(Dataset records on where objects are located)

========

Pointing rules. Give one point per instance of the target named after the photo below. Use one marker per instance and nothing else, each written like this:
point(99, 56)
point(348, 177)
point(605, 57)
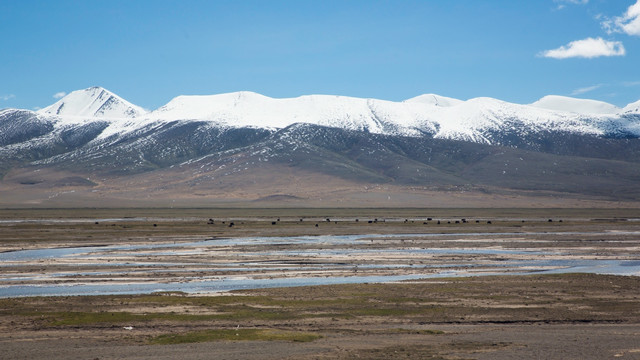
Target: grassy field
point(582, 316)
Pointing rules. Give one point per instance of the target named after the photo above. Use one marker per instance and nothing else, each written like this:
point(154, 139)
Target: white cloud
point(586, 48)
point(563, 3)
point(585, 89)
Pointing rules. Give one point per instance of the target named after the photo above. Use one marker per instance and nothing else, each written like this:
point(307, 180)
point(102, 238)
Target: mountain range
point(92, 146)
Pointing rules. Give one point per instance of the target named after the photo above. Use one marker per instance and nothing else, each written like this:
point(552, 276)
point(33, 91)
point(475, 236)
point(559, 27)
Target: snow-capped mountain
point(437, 116)
point(94, 102)
point(578, 106)
point(482, 120)
point(214, 143)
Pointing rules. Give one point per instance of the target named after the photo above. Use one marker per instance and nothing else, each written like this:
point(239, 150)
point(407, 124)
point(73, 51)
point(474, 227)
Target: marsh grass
point(234, 335)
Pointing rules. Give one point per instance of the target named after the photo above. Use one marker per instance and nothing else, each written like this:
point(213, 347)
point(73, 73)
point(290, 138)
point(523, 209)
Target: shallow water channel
point(216, 265)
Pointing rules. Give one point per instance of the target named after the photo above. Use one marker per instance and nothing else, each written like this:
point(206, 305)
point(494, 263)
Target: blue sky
point(151, 51)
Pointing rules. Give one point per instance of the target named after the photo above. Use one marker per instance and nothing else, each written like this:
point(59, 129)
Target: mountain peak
point(93, 102)
point(575, 105)
point(434, 99)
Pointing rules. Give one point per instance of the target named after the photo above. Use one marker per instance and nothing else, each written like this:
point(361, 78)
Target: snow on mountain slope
point(477, 120)
point(579, 106)
point(434, 99)
point(247, 109)
point(427, 114)
point(632, 108)
point(93, 102)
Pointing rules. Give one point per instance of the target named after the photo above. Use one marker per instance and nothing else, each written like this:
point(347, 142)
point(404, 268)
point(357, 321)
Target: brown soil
point(571, 316)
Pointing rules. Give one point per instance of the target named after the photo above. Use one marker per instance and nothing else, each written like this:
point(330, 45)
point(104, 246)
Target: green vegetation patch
point(235, 335)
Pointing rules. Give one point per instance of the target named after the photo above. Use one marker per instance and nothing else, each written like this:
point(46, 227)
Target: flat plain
point(537, 315)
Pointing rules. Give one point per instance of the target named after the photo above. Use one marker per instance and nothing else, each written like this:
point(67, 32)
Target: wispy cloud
point(628, 23)
point(585, 89)
point(563, 3)
point(586, 48)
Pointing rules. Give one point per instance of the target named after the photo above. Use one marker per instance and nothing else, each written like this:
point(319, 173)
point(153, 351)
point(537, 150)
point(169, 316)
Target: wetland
point(320, 283)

========

• [Short problem] Return every line of the material above that contains the word "snow", treating uppercase and lowercase as different.

• [Reply to the exercise]
Target: snow-capped mountain
Target: snow on mountain slope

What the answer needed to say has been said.